Instructions for the task:
Copy all of the material exactly. Pictures are not to appear in the copy.

Supplied entries:
▶

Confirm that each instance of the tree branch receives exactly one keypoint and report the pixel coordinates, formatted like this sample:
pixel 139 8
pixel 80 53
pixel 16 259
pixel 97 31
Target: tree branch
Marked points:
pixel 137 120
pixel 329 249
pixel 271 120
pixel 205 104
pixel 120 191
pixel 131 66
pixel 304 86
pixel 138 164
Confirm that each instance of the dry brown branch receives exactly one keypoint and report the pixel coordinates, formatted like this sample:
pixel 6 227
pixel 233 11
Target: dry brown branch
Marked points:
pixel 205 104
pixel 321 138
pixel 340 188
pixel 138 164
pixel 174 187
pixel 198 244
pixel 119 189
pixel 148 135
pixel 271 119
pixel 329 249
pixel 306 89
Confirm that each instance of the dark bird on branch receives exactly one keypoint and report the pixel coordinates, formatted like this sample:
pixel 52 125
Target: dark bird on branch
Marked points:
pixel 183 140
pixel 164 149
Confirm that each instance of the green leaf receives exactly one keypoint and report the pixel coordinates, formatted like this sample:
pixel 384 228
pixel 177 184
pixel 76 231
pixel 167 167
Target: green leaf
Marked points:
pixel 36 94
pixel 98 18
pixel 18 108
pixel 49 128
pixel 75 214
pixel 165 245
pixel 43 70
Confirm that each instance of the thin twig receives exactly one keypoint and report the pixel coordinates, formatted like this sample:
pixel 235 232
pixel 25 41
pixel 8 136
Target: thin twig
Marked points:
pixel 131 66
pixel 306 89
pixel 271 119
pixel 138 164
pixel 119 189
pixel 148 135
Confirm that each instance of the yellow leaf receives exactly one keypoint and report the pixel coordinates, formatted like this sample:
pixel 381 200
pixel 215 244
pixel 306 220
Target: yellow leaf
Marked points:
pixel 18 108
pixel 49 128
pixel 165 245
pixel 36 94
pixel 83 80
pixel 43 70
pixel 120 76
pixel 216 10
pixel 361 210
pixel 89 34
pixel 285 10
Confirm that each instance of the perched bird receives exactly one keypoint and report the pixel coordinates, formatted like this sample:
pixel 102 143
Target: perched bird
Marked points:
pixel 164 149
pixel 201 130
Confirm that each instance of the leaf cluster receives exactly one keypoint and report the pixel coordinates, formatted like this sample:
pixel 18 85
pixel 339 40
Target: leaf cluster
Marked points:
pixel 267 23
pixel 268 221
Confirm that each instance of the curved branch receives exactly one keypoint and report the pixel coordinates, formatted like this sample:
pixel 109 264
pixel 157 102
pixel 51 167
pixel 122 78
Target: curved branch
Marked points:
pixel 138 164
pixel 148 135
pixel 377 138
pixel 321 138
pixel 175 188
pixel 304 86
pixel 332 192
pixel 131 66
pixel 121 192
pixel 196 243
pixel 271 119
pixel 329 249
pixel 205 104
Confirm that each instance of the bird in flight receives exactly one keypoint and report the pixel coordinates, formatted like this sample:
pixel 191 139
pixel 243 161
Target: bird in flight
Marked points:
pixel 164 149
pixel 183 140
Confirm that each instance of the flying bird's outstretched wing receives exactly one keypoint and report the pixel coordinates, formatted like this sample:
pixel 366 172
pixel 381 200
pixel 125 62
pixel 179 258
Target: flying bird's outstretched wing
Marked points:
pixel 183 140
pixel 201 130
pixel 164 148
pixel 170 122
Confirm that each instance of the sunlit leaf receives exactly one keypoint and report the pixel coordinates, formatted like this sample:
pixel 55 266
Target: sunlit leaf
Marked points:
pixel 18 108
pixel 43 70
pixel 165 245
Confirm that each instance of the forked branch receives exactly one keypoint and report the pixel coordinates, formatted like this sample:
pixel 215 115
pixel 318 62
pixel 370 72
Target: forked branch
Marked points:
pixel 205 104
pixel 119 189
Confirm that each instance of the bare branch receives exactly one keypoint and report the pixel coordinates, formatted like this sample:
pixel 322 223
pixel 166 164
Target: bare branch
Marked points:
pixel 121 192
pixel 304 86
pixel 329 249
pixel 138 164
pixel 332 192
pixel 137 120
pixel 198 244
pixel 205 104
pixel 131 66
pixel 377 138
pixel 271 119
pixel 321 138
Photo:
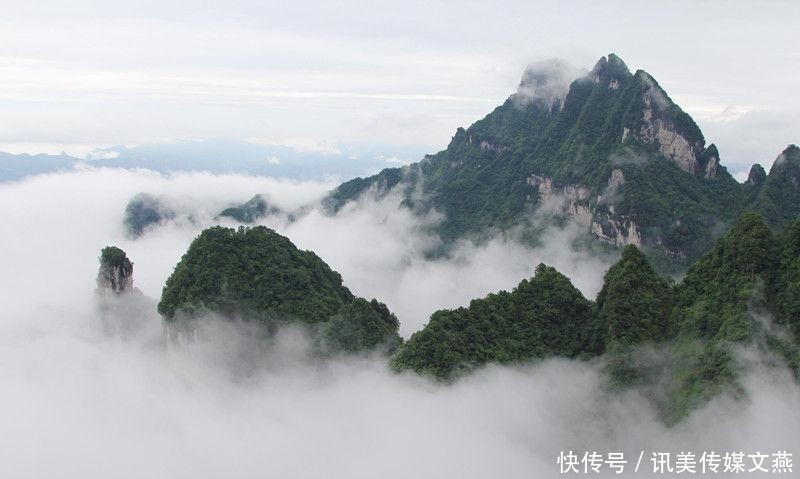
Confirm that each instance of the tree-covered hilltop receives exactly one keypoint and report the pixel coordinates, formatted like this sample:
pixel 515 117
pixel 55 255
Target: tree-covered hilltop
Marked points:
pixel 257 274
pixel 778 194
pixel 625 159
pixel 544 316
pixel 729 297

◀

Result for this task:
Confirm that each instance of the tree branch receives exactly one keypoint and report the pixel coordinates, formatted like this sample:
pixel 139 8
pixel 80 53
pixel 16 259
pixel 97 31
Target: tree branch
Marked points:
pixel 137 120
pixel 329 249
pixel 271 120
pixel 205 104
pixel 120 191
pixel 131 66
pixel 304 86
pixel 138 164
Confirm that each instance of the dry brown branch receives exactly one keypoint and report the pixel coordinates, formatted like this sample:
pixel 6 227
pixel 233 11
Target: dry brown branch
Marked points:
pixel 205 104
pixel 321 138
pixel 340 188
pixel 138 164
pixel 174 187
pixel 198 244
pixel 119 189
pixel 148 135
pixel 271 119
pixel 329 249
pixel 306 89
Confirm that each instance of the dark bird on branch receives exactly one keypoint and report the pixel coordinates, formatted like this sample:
pixel 52 125
Target: dark bird on branch
Marked points:
pixel 183 140
pixel 164 149
Confirm that each instance of the green leaf receives exactly one keypoint and report the pixel coordinates, formatted like this sample:
pixel 384 228
pixel 177 184
pixel 76 231
pixel 167 167
Target: green leaf
Marked points:
pixel 36 94
pixel 98 18
pixel 18 108
pixel 49 128
pixel 75 214
pixel 165 245
pixel 43 70
Confirm that each instance of the thin twig receives exactly one keypoint and report the pixel coordinates, formatted like this sample:
pixel 235 232
pixel 25 41
pixel 8 136
Target: thin twig
Marked points:
pixel 131 66
pixel 306 89
pixel 271 119
pixel 138 164
pixel 119 189
pixel 148 135
Confirm that each instance of the yellow leaf receives exactly one keypoint and report the pixel coordinates, formatted like this sample:
pixel 381 200
pixel 215 244
pixel 306 220
Target: yellow leaf
Marked points:
pixel 18 108
pixel 49 128
pixel 165 245
pixel 36 94
pixel 83 80
pixel 43 70
pixel 120 76
pixel 216 10
pixel 361 210
pixel 89 34
pixel 285 10
Confirm that each instance of the perched bird receives exactly one keypoint and report the pixel coordinates, formatted like this sample:
pixel 102 143
Target: perched bird
Marked points:
pixel 164 149
pixel 201 130
Confirm that each instance of the leaf cluster receives exactly one keypoint and report the pixel coordinates, formatted like this sample:
pixel 18 85
pixel 339 40
Target: leaf cluster
Marked points:
pixel 267 23
pixel 268 221
Confirm that each instance of the curved branch receives exactly one keypoint and report the pixel coordinates, formatted like this sample:
pixel 109 264
pixel 157 102
pixel 51 167
pixel 122 78
Target: curved branch
Marked points:
pixel 138 164
pixel 148 135
pixel 377 138
pixel 321 138
pixel 175 188
pixel 304 86
pixel 332 192
pixel 131 66
pixel 121 192
pixel 196 243
pixel 271 119
pixel 329 249
pixel 205 104
Confirm that each instance of the bird in flight receives exactly one keypoint and report the pixel coordinates, formatted like this sample:
pixel 191 139
pixel 243 161
Target: bird in flight
Marked points:
pixel 164 149
pixel 183 140
Confirm that each instance of the flying bird's outstretched wing receives exactly one keypoint and report the pixel coordinates, formatted like this sample:
pixel 366 172
pixel 381 200
pixel 125 62
pixel 179 258
Target: flying bird's outstretched wing
Marked points:
pixel 183 140
pixel 201 130
pixel 164 148
pixel 170 122
Confirm that each instance of the sunlit leaf receives exactly one keypoint and report the pixel coordinates, formatted like this sample:
pixel 55 266
Target: sunlit leaf
Marked points:
pixel 18 108
pixel 43 70
pixel 165 245
Confirm that each instance of the forked branch receives exactly one keypoint and report the pixel coordinates, formatted like this sample:
pixel 215 115
pixel 318 62
pixel 370 72
Target: forked branch
Marked points:
pixel 205 104
pixel 119 189
Confirm that each instance of the bare branch receives exactly one keypoint and report the pixel coordinates, formatted like this sample:
pixel 322 223
pixel 166 164
Target: bare branch
Marked points:
pixel 121 192
pixel 304 86
pixel 329 249
pixel 138 164
pixel 332 192
pixel 137 120
pixel 198 244
pixel 205 104
pixel 131 66
pixel 377 138
pixel 271 119
pixel 321 138
Photo:
Confirm that each instance of the tree-covered hilltop receives exactly one keypoint and report the pixel coordinates, formatted like this sample:
pixel 515 117
pixel 55 255
Target: tree-covered hilltop
Marked points:
pixel 257 274
pixel 778 194
pixel 625 159
pixel 544 316
pixel 729 297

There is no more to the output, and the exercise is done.